-- PAGE start --

# RANDOM FOREST CLASSIFIER ---------------------------------------------------------------

### Get Train, Valid, Test data

In [None]:
import pandas as pd
from my_libs import lib_tools as pt

# run_type = 'dev'
run_type = 'prd'
gen_sample = True
find_best_params = True

X_train, y_train, X_valid, y_valid, X_test, y_test = pt.get_train_valid_test_data(run_type)
print("Train, valid and Test data loaded")

### Resample data with SMOTEN()

In [None]:
if gen_sample:
    X_train_rs, y_train_rs = pt.get_data_resampled(X=X_train, y=y_train, verbose=1)
    # Save data generated
    X_train_rs.to_pickle(f'./pickles/X_train_smote_{run_type}.pkl')
    y_train_rs.to_pickle(f'./pickles/y_train_smote_{run_type}.pkl')
else:
    # Load data previously generated
    X_train_rs = pd.read_pickle(f'./pickles/X_train_smote_{run_type}.pkl')
    y_train_rs = pd.read_pickle(f'./pickles/y_train_smote_{run_type}.pkl')

### Encode categorical data (target and one hot encoding)

In [None]:
from my_libs.encoder_custom import  EncoderCustom

cols_target_encoded = ['dep']
cols_onehot_encoded = X_train.columns.drop(cols_target_encoded)

encoder = EncoderCustom(cols_target_encoded=cols_target_encoded, cols_onehot_encoded=cols_onehot_encoded)

X_train_rs_enc, y_train_rs_enc = encoder.transform(X=X_train_rs, y=y_train_rs, datatype='Train')
X_valid_enc, y_valid_enc = encoder.transform(X=X_valid, y=y_valid, datatype='Test')
X_test_enc , y_test_enc  = encoder.transform(X=X_test , y=y_test , datatype='Test')

### Find best hyperparameters for model with Optuna

In [None]:
import time
import optuna
from sklearn.ensemble import RandomForestClassifier
from sklearn.model_selection import cross_val_score

if find_best_params:

    n_trials = 10
    start_time = time.time()

-- PAGE end --
-- DATASET start --

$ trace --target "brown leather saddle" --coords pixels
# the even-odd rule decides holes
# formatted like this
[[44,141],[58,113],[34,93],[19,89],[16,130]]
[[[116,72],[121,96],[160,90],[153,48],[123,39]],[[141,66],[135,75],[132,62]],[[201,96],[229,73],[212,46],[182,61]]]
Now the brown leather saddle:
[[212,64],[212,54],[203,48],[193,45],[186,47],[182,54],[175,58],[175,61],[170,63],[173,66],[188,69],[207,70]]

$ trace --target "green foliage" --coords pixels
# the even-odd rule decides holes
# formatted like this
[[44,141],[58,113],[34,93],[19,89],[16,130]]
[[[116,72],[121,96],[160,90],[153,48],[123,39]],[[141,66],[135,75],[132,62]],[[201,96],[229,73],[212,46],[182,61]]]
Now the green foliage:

-- DATASET end --
-- DATASET start --

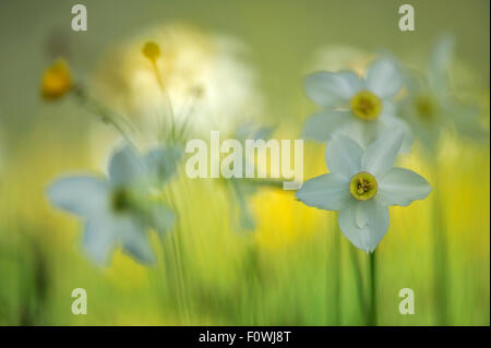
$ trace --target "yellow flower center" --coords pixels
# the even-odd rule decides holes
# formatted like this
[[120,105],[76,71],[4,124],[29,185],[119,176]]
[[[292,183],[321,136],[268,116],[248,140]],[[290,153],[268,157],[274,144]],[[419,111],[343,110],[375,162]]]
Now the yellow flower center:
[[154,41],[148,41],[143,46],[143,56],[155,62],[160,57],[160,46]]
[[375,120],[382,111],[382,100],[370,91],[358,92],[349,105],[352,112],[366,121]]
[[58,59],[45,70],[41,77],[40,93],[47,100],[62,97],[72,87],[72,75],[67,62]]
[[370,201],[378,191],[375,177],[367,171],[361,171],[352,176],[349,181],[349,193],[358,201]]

-- DATASET end --
-- DATASET start --

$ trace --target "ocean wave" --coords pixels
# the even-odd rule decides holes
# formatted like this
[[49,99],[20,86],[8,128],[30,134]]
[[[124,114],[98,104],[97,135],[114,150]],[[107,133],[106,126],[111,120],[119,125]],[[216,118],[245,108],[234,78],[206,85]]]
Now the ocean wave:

-- DATASET end --

-- JOBS --
1/ Substitute "ExtraTreesClassifier" for "RandomForestClassifier" in the random forest notebook above, and write out everything from "X_test_enc , y_test_enc" down to "start_time = time.time()".
2/ Proceed with the random forest notebook from the point where it stops.

-- RESULTS OF THE TASKS --
1/
X_test_enc , y_test_enc  = encoder.transform(X=X_test , y=y_test , datatype='Test')

### Find best hyperparameters for model with Optuna

In [None]:
import time
import optuna
from sklearn.ensemble import ExtraTreesClassifier
from sklearn.model_selection import cross_val_score

if find_best_params:

    n_trials = 10
    start_time = time.time()

2/
    def objective(trial):

        dt_n_estimators = trial.suggest_int('n_estimators', 50, 150)
        dt_criterion    = trial.suggest_categorical('criterion', ['gini', 'entropy'])
        dt_max_depth = trial.suggest_int('max_depth', 2, 20, log=True)
        dt_min_samples_split = trial.suggest_int('min_samples_split', 2, 6)
        classifier_obj = RandomForestClassifier(n_estimators=dt_n_estimators, criterion=dt_criterion, max_depth=dt_max_depth, min_samples_split=dt_min_samples_split)

        score = cross_val_score(classifier_obj, X_train_rs_enc, y_train_rs_enc, cv=5, scoring="f1", verbose=1)
        accuracy = score.mean()

        return accuracy

    # Create a study object and optimize the objective function.
    study = optuna.create_study(direction='maximize')
    study.optimize(objective, n_trials=n_trials)

    print(f"\n--- Random Forest Classifier - Optimization with Optuna performed in %s seconds ---" % (time.time() - start_time))
    print(f"Best params : {study.best_params}")

In [None]:
if find_best_params:
    from optuna.visualization import plot_optimization_history
    fig = plot_optimization_history(study)
    fig.show()

### Confusion Matrix

In [None]:
from my_libs.model_evaluator import ModelEvaluator

if find_best_params:

    params = study.best_params

    evaluator = ModelEvaluator(model_type='RandomForestClassifier', params=params, X_train=X_train_rs_enc, y_train=y_train_rs_enc, X_test=X_test_enc, y_test=y_test_enc)
    model = evaluator.evaluate()

### Fit best model - Plot Train and Test learning curves

In [None]:
import numpy as np
from sklearn.model_selection import learning_curve
import matplotlib.pyplot as plt
%matplotlib inline

# Train the best model
params = study.best_params
model = RandomForestClassifier(**params)
model.fit(X_train, y_train)

# Compute the learning curve
train_sizes, train_scores, valid_scores = learning_curve(model, X_train_rs_enc, y_train_rs_enc, cv=5, scoring='roc_auc', n_jobs=-1)

# Calculate the mean and standard deviation of the training and validation scores
train_scores_mean = np.mean(train_scores, axis=1)
train_scores_std  = np.std(train_scores, axis=1)
valid_scores_mean = np.mean(valid_scores, axis=1)
valid_scores_std  = np.std(valid_scores, axis=1)

# Plot the learning curve
plt.figure(figsize=(8, 6))
plt.title('Random Forest Classifier Learning Curve')
plt.xlabel('Training Set Size')
plt.ylabel('Accuracy Score')
plt.fill_between(train_sizes, train_scores_mean - train_scores_std, train_scores_mean + train_scores_std, alpha=0.1, color='r')
plt.fill_between(train_sizes, valid_scores_mean - valid_scores_std, valid_scores_mean + valid_scores_std, alpha=0.1, color='g')
plt.plot(train_sizes, train_scores_mean, 'o-', color='r', label='Training Score')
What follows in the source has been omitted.